• **Source passage**:
•••

Why must politicians dictate consumer and merchant behaviour to grownups? It’s pretty easy for most of us to simply say thank and decline wastefulness, bringing our own reusable bag/mug/straw/container, or whatever. Many have been doing successfully for over a generation now, without any help from CIG. Still, none of this makes a hill of beans difference while some crusaders fill their carts with meat and dairy, and then load into a V8-powered SUV for a 0.5mi journey. “Where are the NRA bike lanes”, would be a more topical crusade issue on Earth Overshoot Day, frankly.

while I consider the initiative a good intent, I find , again, that we fail to address the elephant in the room when it comes to the presence of plastics on our beaches, most of which comes from international waters , if you pay attention to the markings on the plastic debris found on our beaches , you will quickly find the provenance is either the USA or Mexico where cruise ship source their provisions for the voyage.

Plastic pollution along the Cayman coastline all but disappeared while cruise ships (floating garbage cans) couldn’t come to island, of course the problem didn’t take long to reappear as soon as they came back!

•••

• **Given data**:
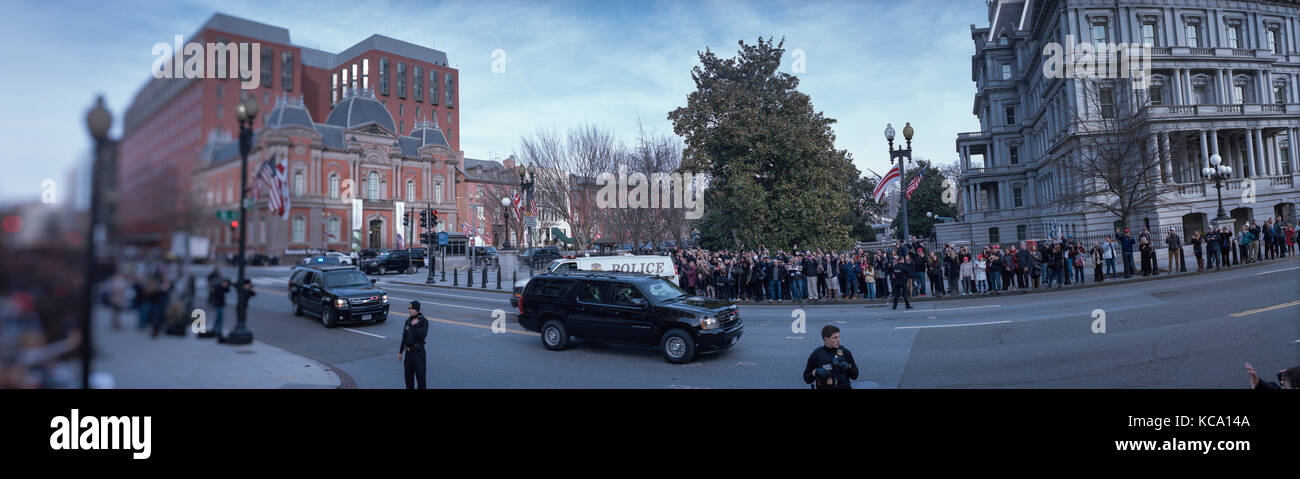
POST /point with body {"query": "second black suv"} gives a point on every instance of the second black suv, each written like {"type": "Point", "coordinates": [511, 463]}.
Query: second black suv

•••

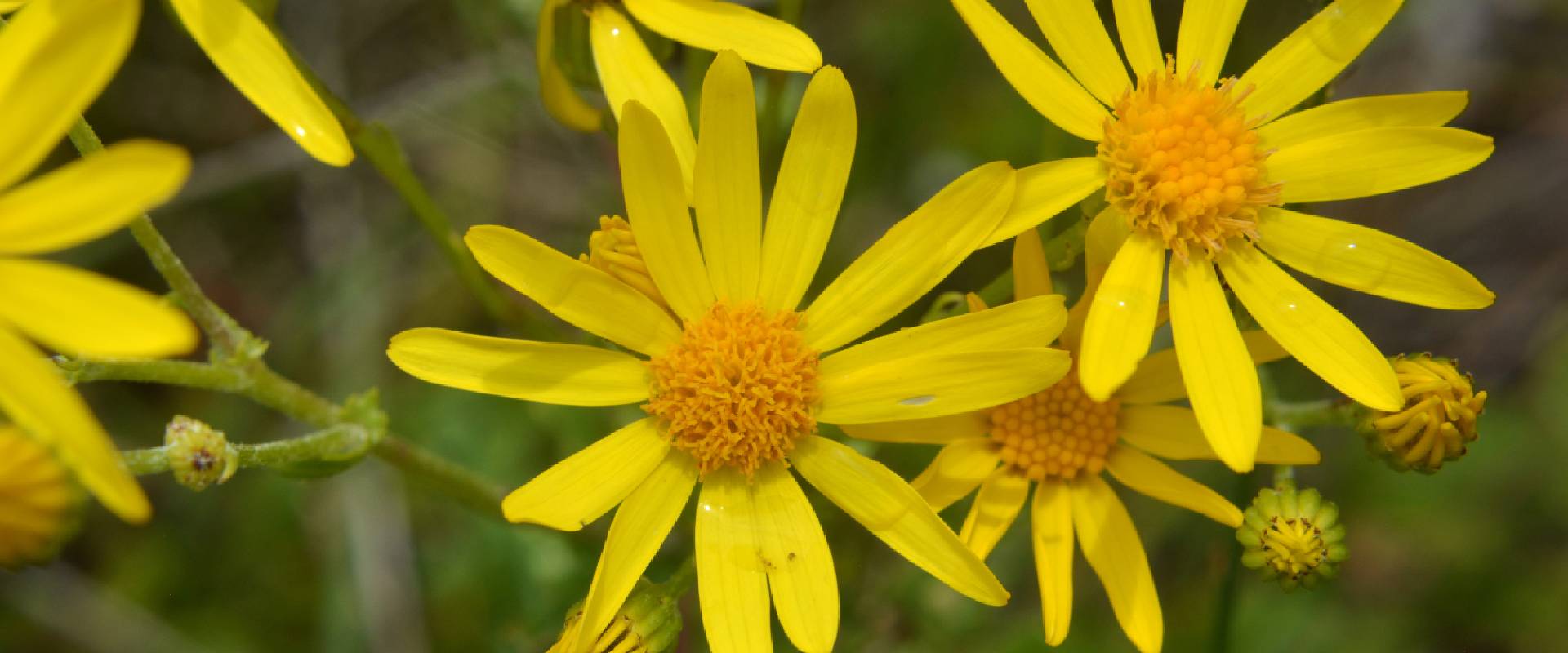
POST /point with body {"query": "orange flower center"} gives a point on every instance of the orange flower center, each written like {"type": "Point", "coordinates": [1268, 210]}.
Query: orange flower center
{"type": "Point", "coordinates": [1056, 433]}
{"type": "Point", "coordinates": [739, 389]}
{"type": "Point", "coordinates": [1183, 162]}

•••

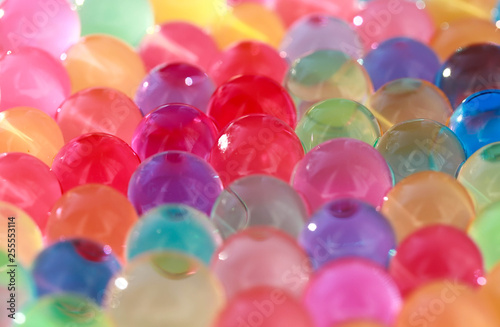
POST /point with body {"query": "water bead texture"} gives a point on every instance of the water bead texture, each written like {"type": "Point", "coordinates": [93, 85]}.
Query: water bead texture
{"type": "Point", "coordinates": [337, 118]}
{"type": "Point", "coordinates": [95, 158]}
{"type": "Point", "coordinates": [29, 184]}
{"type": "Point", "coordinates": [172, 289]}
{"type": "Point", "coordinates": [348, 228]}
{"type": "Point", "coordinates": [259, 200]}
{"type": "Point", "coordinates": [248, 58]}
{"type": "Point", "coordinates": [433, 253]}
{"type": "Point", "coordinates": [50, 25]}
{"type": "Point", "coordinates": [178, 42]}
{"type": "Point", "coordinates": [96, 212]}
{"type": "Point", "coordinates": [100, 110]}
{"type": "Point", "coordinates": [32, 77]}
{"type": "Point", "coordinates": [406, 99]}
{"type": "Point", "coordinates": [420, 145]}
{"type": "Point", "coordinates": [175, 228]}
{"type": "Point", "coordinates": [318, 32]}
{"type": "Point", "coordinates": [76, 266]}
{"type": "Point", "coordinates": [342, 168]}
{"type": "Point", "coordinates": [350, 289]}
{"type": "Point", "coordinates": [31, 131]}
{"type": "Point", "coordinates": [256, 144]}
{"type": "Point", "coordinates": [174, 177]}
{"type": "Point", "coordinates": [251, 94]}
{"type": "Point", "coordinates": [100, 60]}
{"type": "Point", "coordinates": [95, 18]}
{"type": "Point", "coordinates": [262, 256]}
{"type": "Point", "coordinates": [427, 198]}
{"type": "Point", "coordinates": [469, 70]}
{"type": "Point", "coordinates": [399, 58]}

•••

• **What you have to do**: In the comments on plastic pollution, what happened to plastic pollution along the Cayman coastline while cruise ships could not come to the island? The material has no role in this exercise.

• **Finished task**: It all but disappeared.